(Object position labeling entries)
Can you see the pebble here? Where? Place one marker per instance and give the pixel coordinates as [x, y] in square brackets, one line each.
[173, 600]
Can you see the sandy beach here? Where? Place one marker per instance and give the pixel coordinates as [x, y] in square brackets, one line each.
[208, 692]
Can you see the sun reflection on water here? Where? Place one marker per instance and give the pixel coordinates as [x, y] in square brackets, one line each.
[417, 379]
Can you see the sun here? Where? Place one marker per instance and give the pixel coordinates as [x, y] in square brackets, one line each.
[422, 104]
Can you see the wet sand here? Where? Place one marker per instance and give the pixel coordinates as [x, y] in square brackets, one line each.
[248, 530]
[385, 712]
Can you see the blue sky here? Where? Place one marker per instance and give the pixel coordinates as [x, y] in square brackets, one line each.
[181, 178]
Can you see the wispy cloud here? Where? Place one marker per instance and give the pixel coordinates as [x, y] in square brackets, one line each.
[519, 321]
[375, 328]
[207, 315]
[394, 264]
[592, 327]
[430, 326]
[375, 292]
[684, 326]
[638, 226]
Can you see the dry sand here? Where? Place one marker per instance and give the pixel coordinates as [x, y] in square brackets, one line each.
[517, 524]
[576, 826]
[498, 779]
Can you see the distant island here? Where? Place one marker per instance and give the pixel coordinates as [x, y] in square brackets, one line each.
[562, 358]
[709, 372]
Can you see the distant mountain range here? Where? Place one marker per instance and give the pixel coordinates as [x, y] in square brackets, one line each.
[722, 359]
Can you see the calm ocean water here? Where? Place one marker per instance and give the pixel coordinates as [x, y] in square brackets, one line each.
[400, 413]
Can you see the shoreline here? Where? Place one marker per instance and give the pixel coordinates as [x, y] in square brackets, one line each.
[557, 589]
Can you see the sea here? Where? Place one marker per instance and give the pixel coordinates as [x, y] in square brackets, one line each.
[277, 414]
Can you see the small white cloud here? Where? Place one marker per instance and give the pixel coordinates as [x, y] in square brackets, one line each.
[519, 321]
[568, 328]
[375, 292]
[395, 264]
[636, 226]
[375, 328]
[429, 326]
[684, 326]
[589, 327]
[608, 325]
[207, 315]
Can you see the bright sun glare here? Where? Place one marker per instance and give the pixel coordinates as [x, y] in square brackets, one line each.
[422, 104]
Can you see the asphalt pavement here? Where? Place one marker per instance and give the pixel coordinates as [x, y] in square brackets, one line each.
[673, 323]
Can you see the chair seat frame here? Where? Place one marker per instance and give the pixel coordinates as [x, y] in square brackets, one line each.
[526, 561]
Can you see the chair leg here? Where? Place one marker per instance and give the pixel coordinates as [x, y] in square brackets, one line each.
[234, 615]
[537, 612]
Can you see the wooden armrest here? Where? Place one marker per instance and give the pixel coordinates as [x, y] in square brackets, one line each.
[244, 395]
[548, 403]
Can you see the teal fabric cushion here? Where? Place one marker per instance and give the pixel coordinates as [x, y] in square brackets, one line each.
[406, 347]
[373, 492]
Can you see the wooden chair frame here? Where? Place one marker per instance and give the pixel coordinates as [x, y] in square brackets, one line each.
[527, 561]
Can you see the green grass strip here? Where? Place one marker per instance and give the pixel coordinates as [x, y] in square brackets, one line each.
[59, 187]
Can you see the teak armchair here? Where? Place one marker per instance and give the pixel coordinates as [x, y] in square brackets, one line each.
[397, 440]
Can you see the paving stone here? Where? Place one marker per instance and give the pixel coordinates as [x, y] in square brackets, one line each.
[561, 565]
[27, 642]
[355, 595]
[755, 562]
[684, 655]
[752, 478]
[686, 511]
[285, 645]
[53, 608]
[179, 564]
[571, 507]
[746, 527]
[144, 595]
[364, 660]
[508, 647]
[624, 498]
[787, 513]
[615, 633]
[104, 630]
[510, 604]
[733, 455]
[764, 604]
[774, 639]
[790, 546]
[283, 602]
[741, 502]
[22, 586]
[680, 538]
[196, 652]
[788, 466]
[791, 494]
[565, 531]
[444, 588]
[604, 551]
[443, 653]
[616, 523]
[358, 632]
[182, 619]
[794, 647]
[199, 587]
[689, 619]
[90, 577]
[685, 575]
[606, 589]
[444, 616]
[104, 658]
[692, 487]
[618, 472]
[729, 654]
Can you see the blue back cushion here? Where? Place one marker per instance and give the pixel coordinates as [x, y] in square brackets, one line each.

◆ WHAT TO DO ◆
Format every line of the data above as a numbered list, skipping any blank lines.

◆ WRITTEN ANSWER ◆
1. Can you see the pebble here? Where? Place one marker per instance and give the pixel coordinates as [x, y] in square brackets, one line each.
2. [173, 600]
3. Can you see the sandy beach here? Where? Place one marker per instance and give the pixel coordinates as [x, y] in square brackets, one line each.
4. [208, 692]
5. Can you see the sun reflection on water here? Where? Place one marker per instance and give the pixel coordinates as [x, y] in square brackets, one line each.
6. [417, 379]
7. Can you see the sun here? Where? Place one marker per instance and give the pixel coordinates as [x, y] in square brackets, one line each.
8. [422, 104]
9. Can you see the wet sand here? Where? Place one marker per instance and give the pixel coordinates as [x, y] in square brackets, one line each.
10. [248, 530]
11. [385, 712]
12. Can you see the blue sky here? Where? Place one marker per instance and give the pixel coordinates as [x, y] in square brackets, one line each.
13. [181, 178]
14. Can you see the wispy cloud here? Where? Place one marker per instance and give the pixel coordinates as [x, y] in square brackets, one line each.
15. [519, 321]
16. [375, 328]
17. [207, 315]
18. [394, 264]
19. [592, 327]
20. [430, 326]
21. [375, 292]
22. [684, 326]
23. [638, 226]
24. Can you see the dry sand here? Where? Place one marker per instance and give the pixel coordinates as [x, y] in square brackets, one line each.
25. [517, 524]
26. [576, 826]
27. [498, 779]
28. Can you see the distant island here? Where? Place one marker per instance and give the pixel coordinates as [x, y] in square brackets, one line each.
29. [562, 358]
30. [709, 372]
31. Can you see the distant mountain range here? Where? Place one marker per instance and give the pixel coordinates as [x, y] in square brackets, one line each.
32. [722, 359]
33. Can you see the calm ocean water here? Where? Place one marker per instance and give the pixel coordinates as [x, y] in square brackets, one line each.
34. [400, 413]
35. Can you see the shoreline here? Where? Place one marker per instance and give the pixel coordinates as [x, y] in square brackets, one line each.
36. [557, 589]
37. Can you see the sea here? Where? Place one marker per instance and give the pixel coordinates as [x, y] in square brackets, one line each.
38. [277, 414]
39. Can you see the small white cloud here? Where? Place one marker per instance and give the pixel coordinates as [x, y] in square brackets, one line each.
40. [519, 321]
41. [568, 328]
42. [375, 292]
43. [395, 264]
44. [636, 226]
45. [375, 328]
46. [429, 326]
47. [684, 326]
48. [589, 327]
49. [608, 325]
50. [207, 315]
51. Can you see the bright sun glare here? Where? Place one marker per instance and give the pixel coordinates as [x, y] in square brackets, one line each.
52. [422, 104]
53. Can you see the asphalt pavement here? Where? Place one marker per instance and give the pixel coordinates as [x, y] in square brackets, one line each.
54. [673, 323]
55. Can you see the chair seat frame here? Where? Place one marker per instance and give the pixel coordinates as [x, y] in square brackets, one line each.
56. [526, 561]
57. Can you see the chair leg here? Where? Place one marker per instance and give the pixel coordinates as [x, y] in square brackets, one line each.
58. [234, 615]
59. [537, 612]
60. Can you see the wooden armrest here? Where? Place one marker per instance and give the pixel coordinates as [x, y] in square brackets, one line each.
61. [244, 395]
62. [548, 403]
63. Can you see the teal fabric cushion here? Where? Place one marker per instance and give the pixel coordinates as [x, y] in square brackets, one line each.
64. [406, 347]
65. [373, 492]
66. Can you see the wooden chair frame here? Where? Place one marker per instance and give the pixel coordinates as [x, y] in square brackets, one line each.
67. [527, 561]
68. Can you see the green grass strip here? Where? Place one marker per instance and give the pixel coordinates as [x, y] in square brackets, one line each.
69. [59, 187]
70. Can you see the teak armchair here? Where? Place one marker per instance and give the pixel coordinates as [x, y] in square brackets, one line each.
71. [397, 440]
72. Can you see the paving stone here? Where? Place one marker per instance and give the pixel coordinates as [x, y] in square brackets, one line each.
73. [561, 565]
74. [27, 642]
75. [355, 595]
76. [755, 562]
77. [684, 655]
78. [752, 478]
79. [686, 511]
80. [285, 645]
81. [53, 608]
82. [179, 564]
83. [571, 507]
84. [746, 527]
85. [144, 595]
86. [364, 660]
87. [508, 647]
88. [624, 498]
89. [787, 513]
90. [615, 633]
91. [104, 630]
92. [510, 604]
93. [733, 455]
94. [764, 604]
95. [774, 639]
96. [790, 546]
97. [283, 602]
98. [741, 502]
99. [22, 586]
100. [680, 538]
101. [196, 652]
102. [788, 466]
103. [791, 494]
104. [565, 531]
105. [444, 588]
106. [604, 551]
107. [443, 653]
108. [616, 523]
109. [358, 632]
110. [182, 619]
111. [794, 647]
112. [199, 587]
113. [689, 619]
114. [90, 577]
115. [685, 575]
116. [606, 589]
117. [444, 616]
118. [104, 658]
119. [692, 487]
120. [618, 472]
121. [729, 654]
122. Can you see the blue back cushion here? Where? Place one marker per instance and give the pixel coordinates as [x, y] in square brackets, one line each.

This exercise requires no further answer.